> _Problema breve 1_
Responde según el texto sobre Málaga:
(a) ¿De qué año es el terremoto que se menciona?
(b) ¿Qué actividad se convirtió en la principal fuente de riqueza de la ciudad?
(c) ¿Qué cargo ocupa María Pepa Lara?

Artículos de Cristina Fernández Cubas
Cristina
Fernández Cubas
(El
País, 26/Nov/2001)
Entre
finales del siglo XVII y comienzos del XVIII se produce un incremento notable
de la población malagueña, a pesar de la alta mortalidad infantil, las
epidemias, las hambrunas y las catástrofes como el terremoto de 1680 o los
frecuentes desbordamientos del río Guadalmedina. Hay una fuerte corriente
migratoria del campo hacia la ciudad. La economía se resiente a finales del
XVII. Los períodos de sequía se alternaban con lluvias torrenciales que hacen
perder las cosechas. La mayor parte de la población vivía de la agricultura.
Sin embargo, es el comercio malagueño el que experimenta un desarrollo
extraordinario, convirtiéndose en la principal fuente de riqueza de la ciudad.
Así
dejan Málaga los últimos años del siglo XVII. Pero no solo se cambia de siglo.
También de dinastía. La estirpe de los Austrias se agota con Carlos II el
Hechizado, que muere sin descendencia y deja al país sumergido en un conflicto
para ocupar el trono. A ese puesto aspira su sobrino nieto, Felipe de Anjou,
nieto del rey de Francia Luis XIV que luchará frente a la casa de Austria, los
ingleses y los holandeses. 'Málaga, a excepción de una pequeña minoría, desde
el primer momento apoya el reinado de los Borbones, al igual que toda
Andalucía', dice María Pepa Lara, directora del Archivo Municipal de Málaga.

> _Problema breve 2_
Copia del listado, por favor, las líneas que van desde la que contiene "Task: place one keypoint per instance of the red" hasta la que contiene "Task: place one keypoint per instance of the power", ambas incluidas.

> _Datos del ejercicio_
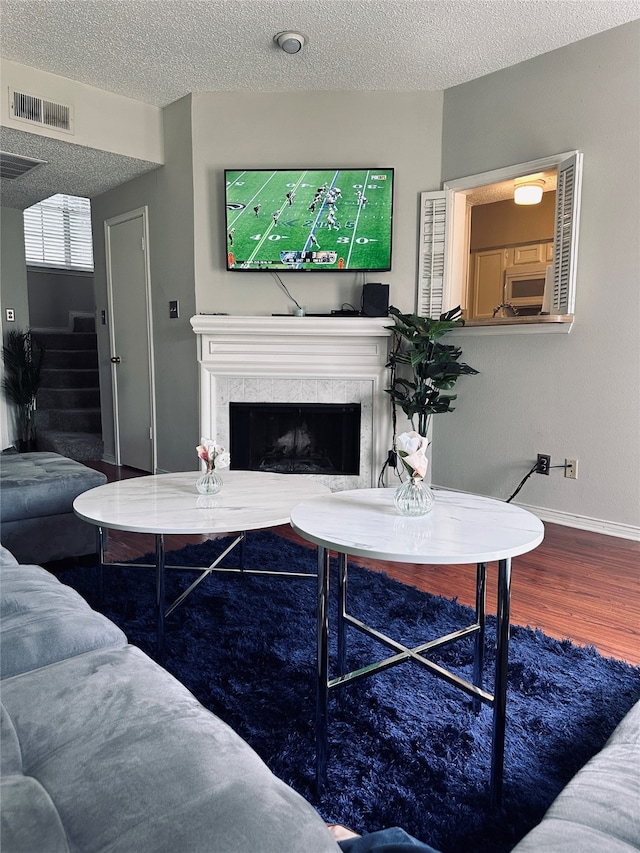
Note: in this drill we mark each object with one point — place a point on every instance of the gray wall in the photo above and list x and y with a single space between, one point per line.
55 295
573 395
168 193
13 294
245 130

==

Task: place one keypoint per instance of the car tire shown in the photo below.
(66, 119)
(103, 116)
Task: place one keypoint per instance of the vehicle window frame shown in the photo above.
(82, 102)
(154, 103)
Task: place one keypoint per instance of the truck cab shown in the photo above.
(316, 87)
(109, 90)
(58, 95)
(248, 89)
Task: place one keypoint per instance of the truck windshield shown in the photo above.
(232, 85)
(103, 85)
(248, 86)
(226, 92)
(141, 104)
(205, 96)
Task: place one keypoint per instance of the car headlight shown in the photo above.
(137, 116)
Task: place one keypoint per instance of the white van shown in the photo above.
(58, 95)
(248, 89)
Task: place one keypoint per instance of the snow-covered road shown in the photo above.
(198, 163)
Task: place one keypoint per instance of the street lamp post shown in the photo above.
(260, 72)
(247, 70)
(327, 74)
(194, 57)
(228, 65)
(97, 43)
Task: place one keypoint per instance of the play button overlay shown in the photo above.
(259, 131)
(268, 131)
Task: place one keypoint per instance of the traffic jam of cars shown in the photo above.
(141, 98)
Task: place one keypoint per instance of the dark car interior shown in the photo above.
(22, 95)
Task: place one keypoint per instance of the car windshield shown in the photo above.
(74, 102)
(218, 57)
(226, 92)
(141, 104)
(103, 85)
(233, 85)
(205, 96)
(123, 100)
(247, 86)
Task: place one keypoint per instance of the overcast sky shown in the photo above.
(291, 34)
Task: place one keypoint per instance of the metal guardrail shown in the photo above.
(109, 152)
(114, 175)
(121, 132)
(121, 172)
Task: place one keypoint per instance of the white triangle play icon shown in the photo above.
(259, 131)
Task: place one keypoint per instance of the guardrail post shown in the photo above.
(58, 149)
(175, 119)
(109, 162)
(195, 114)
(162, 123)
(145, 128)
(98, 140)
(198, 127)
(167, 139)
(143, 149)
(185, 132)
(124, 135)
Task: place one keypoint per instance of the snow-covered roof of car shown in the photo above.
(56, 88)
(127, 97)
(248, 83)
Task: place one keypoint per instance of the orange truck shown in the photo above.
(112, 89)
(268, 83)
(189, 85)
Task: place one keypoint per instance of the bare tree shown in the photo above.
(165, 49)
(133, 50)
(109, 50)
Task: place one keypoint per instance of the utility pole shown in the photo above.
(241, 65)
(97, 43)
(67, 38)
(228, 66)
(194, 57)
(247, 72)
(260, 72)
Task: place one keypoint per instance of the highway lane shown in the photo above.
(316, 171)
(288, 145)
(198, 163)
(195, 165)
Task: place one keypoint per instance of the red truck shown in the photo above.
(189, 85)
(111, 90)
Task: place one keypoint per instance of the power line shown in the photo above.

> _Respuesta 1_
(a) De 1680.
(b) El comercio malagueño.
(c) Es directora del Archivo Municipal de Málaga.

> _Respuesta 2_
Task: place one keypoint per instance of the red truck shown in the photo above.
(189, 85)
(111, 90)
Task: place one keypoint per instance of the power line shown in the photo above.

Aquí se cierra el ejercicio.